Here you must reproduce each line of the data exactly.

### Input ###

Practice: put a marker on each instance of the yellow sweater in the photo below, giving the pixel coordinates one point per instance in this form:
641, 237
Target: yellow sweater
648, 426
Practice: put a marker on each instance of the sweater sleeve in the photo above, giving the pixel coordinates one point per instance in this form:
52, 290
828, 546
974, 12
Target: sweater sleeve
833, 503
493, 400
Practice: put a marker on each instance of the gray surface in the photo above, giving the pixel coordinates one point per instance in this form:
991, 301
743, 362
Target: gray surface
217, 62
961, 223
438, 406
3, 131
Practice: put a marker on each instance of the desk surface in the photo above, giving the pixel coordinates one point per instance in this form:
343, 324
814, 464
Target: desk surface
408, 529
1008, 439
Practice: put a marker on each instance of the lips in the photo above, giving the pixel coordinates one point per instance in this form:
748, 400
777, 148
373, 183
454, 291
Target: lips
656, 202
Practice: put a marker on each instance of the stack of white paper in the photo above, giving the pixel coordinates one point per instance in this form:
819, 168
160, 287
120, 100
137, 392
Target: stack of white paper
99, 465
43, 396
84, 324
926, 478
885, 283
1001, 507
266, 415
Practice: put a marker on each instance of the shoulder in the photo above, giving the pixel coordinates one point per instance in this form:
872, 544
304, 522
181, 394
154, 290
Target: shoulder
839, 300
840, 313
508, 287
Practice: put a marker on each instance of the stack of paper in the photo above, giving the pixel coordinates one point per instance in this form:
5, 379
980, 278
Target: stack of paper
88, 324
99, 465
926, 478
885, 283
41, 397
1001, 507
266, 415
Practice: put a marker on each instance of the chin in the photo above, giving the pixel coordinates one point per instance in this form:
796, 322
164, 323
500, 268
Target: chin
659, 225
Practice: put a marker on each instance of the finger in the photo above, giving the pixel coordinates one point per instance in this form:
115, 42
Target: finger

###

Written answer -
Practice: put a marker on each instance of the yellow sweater in the photo below, giving the pixel coordinates one point per instance in this form:
641, 237
Target: yellow sweater
648, 426
Practice: put a marker on each instance of the sweater sleeve in the photo above, giving the pixel coordinates one point per instance in this form:
52, 290
828, 546
974, 12
Target: sweater sleeve
833, 503
493, 400
Practice: put a marker on each instance of the gray surface in the photo above, giving the pixel coordinates one point per instance in this form:
991, 301
743, 362
Target: gray surface
217, 62
961, 223
438, 406
3, 131
Practice: put a marker on each instance of the desk surface in the photo above, giving the pixel coordinates one point per instance in this form:
343, 324
814, 464
Target: desk surface
408, 529
1008, 439
Practice: put a marker on each instance of the lips in the photo above, giving the pixel coordinates one point per instance in this form:
748, 400
777, 148
373, 183
454, 291
Target: lips
656, 202
Practice: put a marker on each instance of the stack of white paper in the photo above, giving the pixel coordinates one point per instance in this form:
819, 168
160, 287
120, 100
137, 392
Target: stack of white paper
99, 465
43, 396
84, 324
926, 478
885, 283
1001, 507
266, 415
Practice: put a marker on each instance of the shoulder in the photo above, giving the pixel coordinates one point per instance in this form:
872, 544
304, 522
181, 394
154, 290
Target: shoulder
839, 300
840, 313
508, 287
Practice: put a marker on each instance of the stack of paper in the photo above, giving the pixel coordinates one point per instance in this form:
5, 379
980, 278
Target: stack of paper
88, 324
99, 465
926, 478
885, 283
41, 397
1001, 507
266, 415
Practice: put a marker on each instance of the chin in the photo above, giving the pixel coordinates one point per instance in this form:
796, 322
164, 323
500, 268
Target: chin
659, 225
Practice: put a marker on each instance of the finger in the photo above, giving the pixel coordinates one point per instance in this form:
115, 42
Target: finger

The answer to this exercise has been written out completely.